◆ 対象文章 ◆
● ● ●
宗派が変わった円融寺
「今日の散歩は何処にしようか?」と地図を見ていたら、「円融寺通り」の文字が目に入った。 決まり!今日は「円融寺通り」を歩くことにした。 もちろん、円融寺にも寄ることにした。 東急目黒線洗足駅から、東急バス清水バス停まで、1万歩の散歩。
・・・・・・・・・・・「円融寺」は、天台宗寺院で、経王山と号す。 仁寿3年(853)に慈覚大師が当地(目黒区碑文谷1)に創建した天台宗法服寺を起源とし、日蓮上人の高弟日源上人が日蓮宗に改め、弘安6年(1283)妙光山法華寺と改号した。 末寺75ヶ寺を擁し、日蓮宗の名刹寺院として栄えた。 しかし、不受不施派(法華経信者以外からは施しを受けず、施しもしないと主張した、日蓮宗の一派)の拠点であったことから江戸幕府の弾圧を受け、元禄11年(1698)に再び天台宗に改宗し、天保5年(1831)には経王山円融寺に改めた。、、、、天台宗から、日蓮宗へ、そして天台宗に戻り、次は何宗か?
・・・・・・・・・・・「円融寺通り」は、その名のごとく円融寺の近くをとおる通りの名である。 東急目黒線の洗足駅から南東に150m程にある「小山七丁目交差点」を起点に、洗足駅前、原町と抜け、碑文谷の円融寺の東250m程を北上し、目黒本町の町中を抜けて、目黒通りの「東急バス目黒車庫前交差点」までの2車線のバス道路である。、、、、通り名を知っているのは地元の人だけだと思うね!
●池がない洗足駅 ・・・・・・・東急目黒線の洗足駅は大正12年(1923)3月11日に開業。 昭和40年(1965)には、環七通りとの立体交差のため地下化された。 深さ約7mの相対式ホーム2面2線を有する地下駅。、、、、目黒線の「洗足駅」と池上線の「洗足池駅」は、名が似ているが前身となるの会社が異なっていたため、直線距離で約1.1km離れている。 両駅を利用する時は、間違えないで!



● 女子高が消えた円融寺通り ・・・・・・・まずは円融寺まで、円融寺通りを歩く。
・・・・・・・・・・・・・・まずは、南端の「小山七丁目交差点」 写真中央の通りが「円融寺通り」で、ここから駅前を通り洗足2丁目の交差点までは、「洗足 いちょう通り」と称している。、、、、本名は円融寺通りで、源氏名はいちょう通り?
・・・・・・・・・・駅前の洗足いちょう通りは、シャレた店が多く(早朝なので、店はまだ開いていない)、駅に向かう若い娘もモデルみたい! この町には皇后さまの実家があるそうだ。 さすが私の住む浅草橋(台東区)とはチョイト違うね!

・・・・・・・・・・・・・・昭和40年代に建てられたマンション、現在でも“高級賃貸マンション”として入居者募集中。 この辺りは、やはり浅草橋とは違い高級住宅街なのか?
・・・・・・・・・・・・・・江戸時代の面影を残す緑豊かな古民家と屋敷林が、原町2に「宮野古民家自然園」として残されている。 入園は10時から、まだ開いてないので、残念だがまたの機会とする。
● ● ●
◆ 提供資料 ◆
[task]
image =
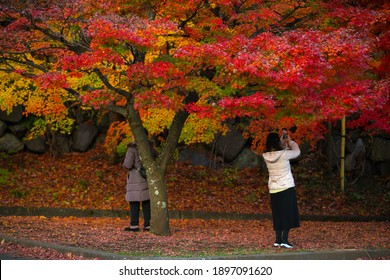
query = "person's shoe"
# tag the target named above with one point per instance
● ● ●
◆ 設問 ◆
**a)** 円融寺の歴史を述べた対象文章から、同寺がこれまでに称した寺号をすべて挙げてください。
**b)** 対象文章によると、東急目黒線の洗足駅が開業したのはいつですか。
**c)** 円融寺通りの散歩を記した対象文章を、最後の文の後から書き継いでください。

◆ 解答 ◆
**a)** 天台宗法服寺、妙光山法華寺、経王山円融寺

**b)** 大正12年(1923)3月11日です。

**c)**
・・・・・・・・・・・・・・原町2のバス停「洗足学園前」 停留場名となった「洗足学園第一高等学校」は平成20年(2008)に閉校した。 跡地には大きなマンションが建っている。、、、、学校は、敬虔なクリスチャンでもあった創設者:前田若尾により大正13年(1924)に開校した私立女子高等学校であった。 歌手:由紀さおりは卒業生の一人である。 バス停は残れども、校舎は残らず、残念!


・・・・・・・・・・・・・・円融寺通りから、西にある円融寺参道に向かう。 途中、住宅(原町2-13)の軒下に薬師寺と東塔・西塔、金閣寺、銀閣寺、平等院などの寺社の手作り模型が並んでいた。 その家の主:寿司屋を廃業された80歳の御主人が趣味で作ったものだ。 最近作、2カ月かけた作品「国家 令和元年」というものもあった。 今後は姫路城の築城に取り組むそうだ、お元気で!


●23区最古の建築! ・・・・・・・円融寺通りから約300m西側によった碑文谷1-22に天台宗の円融寺(えんゆうじ)はある。 都心に在る寺とは思えない静けさと、綺麗に手入れされた境内で、癒される空間が創られている。


・・・・・・・・・・・・・・参道の先で、数段の階段を上ると仁王門がある。 簡素な造りの仁王門であるが、唐風に和風を取り入れ、虹梁、蟇股、懸魚などにも様々な装飾が加えられている。 建立時期は不明であるが、永禄2年(1559)に仁王像が作成されるのとほぼ同時期と考えられる。 茅葺きだった屋根は、平成19年(2007)に銅葺きに改められた。
・・・・・・・・・・・・・・仁王門の先に入母屋造の釈迦堂が見える。 円融寺では山門、仁王門、釈迦堂、阿弥陀堂が一直線に並んだ伽藍配置となって、境内の奥行の深さを感じる。、、、、釈迦堂は室町初期の建立とされ、23区内最古の木造建築でる。 明治44年(1911)に国の古社寺保存法により国宝に指定され、昭和25年(1950)に国の重要文化財に指定されました。 本来の屋根は茅葺きでしたが、火災予防の見地から昭和27年(1952)に銅葺きに改められた。 全体に調和のとれた優美な姿の堂である。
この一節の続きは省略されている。